Bij het toepassen hiervan dient zij rekening te houden met verschillende belangen, waaronder die van alle bij de procedure betrokken partijen, alsmede het belang van een goede rechtspleging dat is gediend met de voortvarende behandeling van zaken. Niet is gebleken dat de rechtbank bij afweging van de betrokken belangen niet in redelijkheid heeft kunnen besluiten het verzoek om verdaging af te wijzen. Daarbij neemt de Afdeling in aanmerking dat eerst op de dag van de zitting aan de rechtbank is verzocht om verdaging vanwege het inschakelen van getuigen-deskundigen en dat eerder in de procedure reeds uitstel is verleend. Niet valt in te zien dat [appellant] niet voldoende in de gelegenheid is geweest om getuigen-deskundigen in te schakelen.

Gegevensfragment:
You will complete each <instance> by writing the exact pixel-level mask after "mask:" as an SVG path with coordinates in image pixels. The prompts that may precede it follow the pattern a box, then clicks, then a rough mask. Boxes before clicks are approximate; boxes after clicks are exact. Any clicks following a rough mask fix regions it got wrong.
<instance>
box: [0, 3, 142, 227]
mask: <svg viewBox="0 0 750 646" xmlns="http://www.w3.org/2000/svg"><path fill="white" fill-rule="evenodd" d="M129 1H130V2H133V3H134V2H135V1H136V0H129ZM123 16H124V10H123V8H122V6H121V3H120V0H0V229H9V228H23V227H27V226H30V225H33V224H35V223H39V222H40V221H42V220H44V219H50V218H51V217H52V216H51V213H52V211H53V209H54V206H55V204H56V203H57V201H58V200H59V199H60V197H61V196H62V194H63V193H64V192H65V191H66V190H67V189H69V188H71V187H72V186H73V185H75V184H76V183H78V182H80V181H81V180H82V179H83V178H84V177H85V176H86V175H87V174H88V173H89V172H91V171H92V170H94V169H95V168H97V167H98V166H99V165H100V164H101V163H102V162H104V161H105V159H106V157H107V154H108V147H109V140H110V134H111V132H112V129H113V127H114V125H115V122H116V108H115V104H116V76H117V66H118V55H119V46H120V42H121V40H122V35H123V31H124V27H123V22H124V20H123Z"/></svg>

Opdracht: Vertaal de volgende zin uit de leestekst in het Engels: "Niet is gebleken dat de rechtbank bij afweging van de betrokken belangen niet in redelijkheid heeft kunnen besluiten het verzoek om verdaging af te wijzen."

Antwoord: It has not been shown that the district court, in weighing the interests involved, could not reasonably have decided to reject the request for adjournment.